- [EXERCISE DETAILS] Since only the written part is wanted, repeat the records exactly and omit the pictures.

- [RECORDS FOR THE TASK]

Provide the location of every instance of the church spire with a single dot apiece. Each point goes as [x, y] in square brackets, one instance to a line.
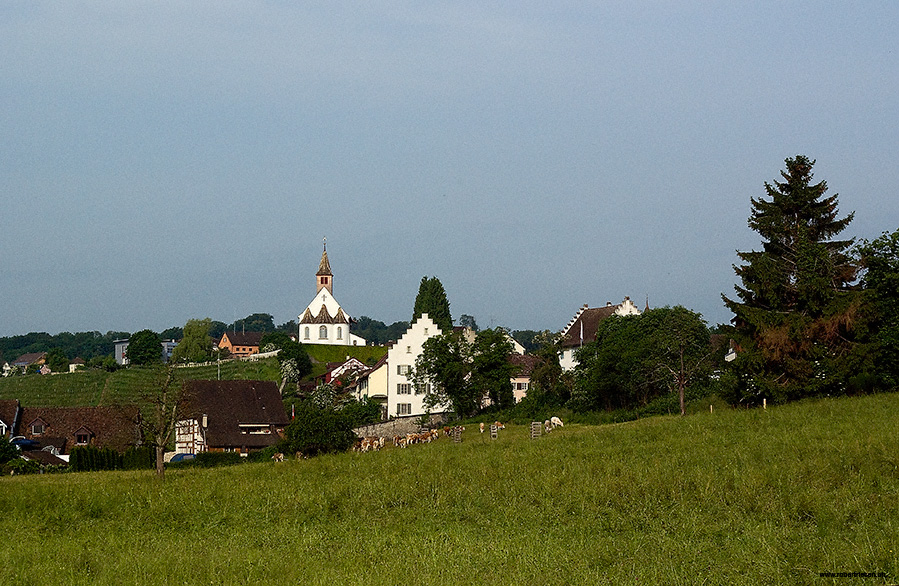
[323, 278]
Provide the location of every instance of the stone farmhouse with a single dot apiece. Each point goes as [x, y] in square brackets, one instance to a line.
[230, 416]
[324, 321]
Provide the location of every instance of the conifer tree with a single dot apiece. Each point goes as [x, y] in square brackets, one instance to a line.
[794, 313]
[431, 299]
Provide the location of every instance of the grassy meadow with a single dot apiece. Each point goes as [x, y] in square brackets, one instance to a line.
[731, 497]
[125, 386]
[96, 387]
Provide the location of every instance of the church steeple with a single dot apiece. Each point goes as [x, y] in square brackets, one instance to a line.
[323, 278]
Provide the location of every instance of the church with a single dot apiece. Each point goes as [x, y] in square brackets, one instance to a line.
[324, 321]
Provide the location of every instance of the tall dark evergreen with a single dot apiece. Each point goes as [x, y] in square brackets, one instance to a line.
[880, 261]
[432, 300]
[794, 313]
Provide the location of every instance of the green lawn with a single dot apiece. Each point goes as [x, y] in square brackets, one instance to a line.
[733, 497]
[96, 387]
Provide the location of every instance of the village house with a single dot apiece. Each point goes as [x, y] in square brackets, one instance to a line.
[583, 326]
[60, 429]
[230, 416]
[521, 375]
[324, 321]
[37, 359]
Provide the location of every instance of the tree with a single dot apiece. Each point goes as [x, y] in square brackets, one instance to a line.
[431, 299]
[293, 359]
[315, 430]
[445, 362]
[144, 348]
[880, 261]
[794, 313]
[8, 450]
[57, 360]
[491, 371]
[638, 358]
[257, 322]
[167, 399]
[468, 321]
[464, 374]
[196, 345]
[550, 385]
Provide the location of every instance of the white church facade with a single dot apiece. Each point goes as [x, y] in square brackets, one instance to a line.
[324, 321]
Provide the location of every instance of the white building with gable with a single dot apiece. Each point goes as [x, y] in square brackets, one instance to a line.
[404, 397]
[324, 321]
[582, 327]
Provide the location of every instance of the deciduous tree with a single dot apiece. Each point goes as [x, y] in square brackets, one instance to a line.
[196, 345]
[144, 348]
[293, 359]
[880, 260]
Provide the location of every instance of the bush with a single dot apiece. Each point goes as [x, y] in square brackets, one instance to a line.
[315, 430]
[216, 459]
[263, 454]
[139, 458]
[21, 466]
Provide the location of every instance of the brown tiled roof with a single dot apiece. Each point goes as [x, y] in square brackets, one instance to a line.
[324, 267]
[243, 338]
[112, 427]
[29, 359]
[228, 404]
[45, 458]
[589, 319]
[524, 364]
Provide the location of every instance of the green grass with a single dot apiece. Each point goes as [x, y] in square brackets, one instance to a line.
[733, 497]
[96, 387]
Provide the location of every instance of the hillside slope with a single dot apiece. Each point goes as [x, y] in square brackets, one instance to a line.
[737, 497]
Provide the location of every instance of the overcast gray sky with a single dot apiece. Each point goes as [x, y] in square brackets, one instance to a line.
[161, 161]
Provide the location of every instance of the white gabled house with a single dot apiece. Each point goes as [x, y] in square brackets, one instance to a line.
[582, 327]
[390, 380]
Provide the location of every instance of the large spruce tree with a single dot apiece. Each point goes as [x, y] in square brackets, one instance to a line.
[795, 312]
[431, 299]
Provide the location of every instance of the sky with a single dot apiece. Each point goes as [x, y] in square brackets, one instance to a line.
[162, 161]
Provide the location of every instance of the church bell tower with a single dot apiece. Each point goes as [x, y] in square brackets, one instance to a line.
[323, 278]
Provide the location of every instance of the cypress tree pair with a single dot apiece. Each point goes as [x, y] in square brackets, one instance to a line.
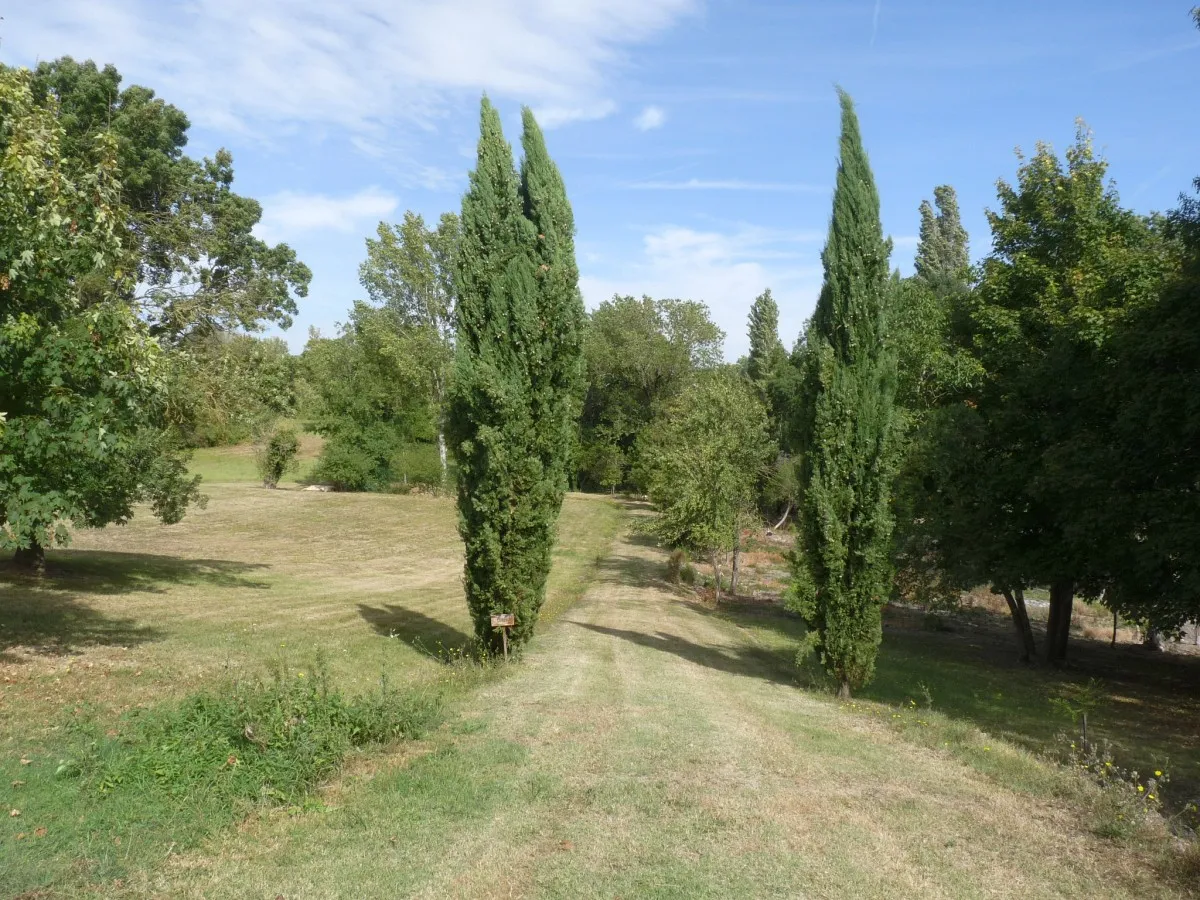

- [ANSWER TO THIS PROBLEM]
Provide the location of every instance of the church spire with a single dot apiece. Each point goes as [x, y] in square brackets, one instance to a line.
[323, 278]
Provide the location of every instance of the stone farmhouse with a single dot apiece. Each point goes as [x, y] in square brackets, one instance to a line.
[230, 416]
[324, 321]
Provide the location of every instance of the conifer tree with a single dot apiece. Each point goes as [x, y] in square brackets, one instance to a line.
[794, 313]
[431, 299]
Provide the location of every instance of the grassy meadow with a single dot apiece. Each point goes as [x, y] in square brackets, one instance to a line.
[731, 497]
[125, 386]
[96, 387]
Provide the location of every instance of the church steeple with a single dot apiece. Each point goes as [x, y] in square brackets, one instance to a line.
[323, 278]
Provide the location of every instance of the church with a single dot apiece. Each point goes as [x, y] in square brackets, one instance to a line.
[324, 321]
Provide the location of every instance of the tall dark evergreen with a single dot apiece. Each point goes as [x, y] in square brackets, one instance to a line.
[880, 261]
[432, 300]
[794, 313]
Provide the location of every instance of the green lawn with a single dot apiece. Each point goes as [x, y] in square brackets, one instance to a line.
[733, 497]
[96, 387]
Provide the location of every instance of the village house with a single dot apiece. Each point goes as [x, y] in square brackets, one instance to a line.
[583, 326]
[60, 429]
[230, 416]
[521, 375]
[324, 321]
[37, 359]
Provide the location of every instance of the tree with a single dot apiece. Each point goes as [x, y] in square brackets, one instance to a line.
[431, 299]
[293, 359]
[315, 430]
[445, 362]
[144, 348]
[880, 261]
[794, 313]
[8, 450]
[57, 360]
[491, 371]
[638, 358]
[257, 322]
[167, 399]
[468, 321]
[464, 374]
[196, 345]
[550, 385]
Provide the location of every instance of the white church facade with a single dot apiece. Each point goes as [x, y] in square brackets, one instance to a line.
[324, 321]
Provide the location of every instance of the white building with gable with a single dot apiece. Each point goes as [x, y] in square brackets, one instance to a line.
[404, 397]
[324, 321]
[582, 327]
Provide the location of every instance of the deciduous tree with a single dot apiece. Each point goes as [x, y] in square brackets, one instance to a line.
[196, 345]
[144, 348]
[293, 359]
[880, 260]
Provide the location of every instance of the bush with a single dot apiece. Each point goes as [x, y] in square brackets, one instance to a line.
[315, 430]
[216, 459]
[263, 454]
[139, 458]
[21, 466]
Provide the location of every instance of the brown tiled roof with a single dot apiece. Each point goes as [x, y] in square brackets, one instance to a line.
[324, 267]
[243, 338]
[112, 427]
[29, 359]
[228, 404]
[45, 458]
[589, 319]
[524, 364]
Provide the location of every instance of the green grass with a single dot apiece. Each point goes as [x, y] in square brackets, one instance to a line.
[733, 497]
[96, 387]
Provide the location of every instance of the hillside slope with a single dot apiece. Each point goes as [x, y] in square brackets, one instance to a line.
[737, 497]
Provide the location of every instance of the overcast gray sky with a single dot apiece. Each point goes as [x, y] in square brackets, one instance to a line.
[161, 161]
Provide the location of every instance of the white gabled house with a single dot apiece. Each point goes as [x, y] in square brackets, one instance to a line.
[582, 327]
[390, 380]
Provide the location of every instance of the large spruce tree with a single dot apiece. Each point goes as [x, y] in square brackets, one instance to a line.
[795, 312]
[431, 299]
Provide the location of every instance of the sky with a single dot apiece. Each point goes as [x, y] in square brackets, one instance to a line.
[162, 161]
Provide the location of every instance of the church bell tower with a single dot apiece. Each point goes as [x, y] in square brackets, one instance to a line.
[323, 278]
Provide the location of every instance of the cypress tree pair with a single dot apiece. Each point goes as [x, y] in square brackets, one instance to a line.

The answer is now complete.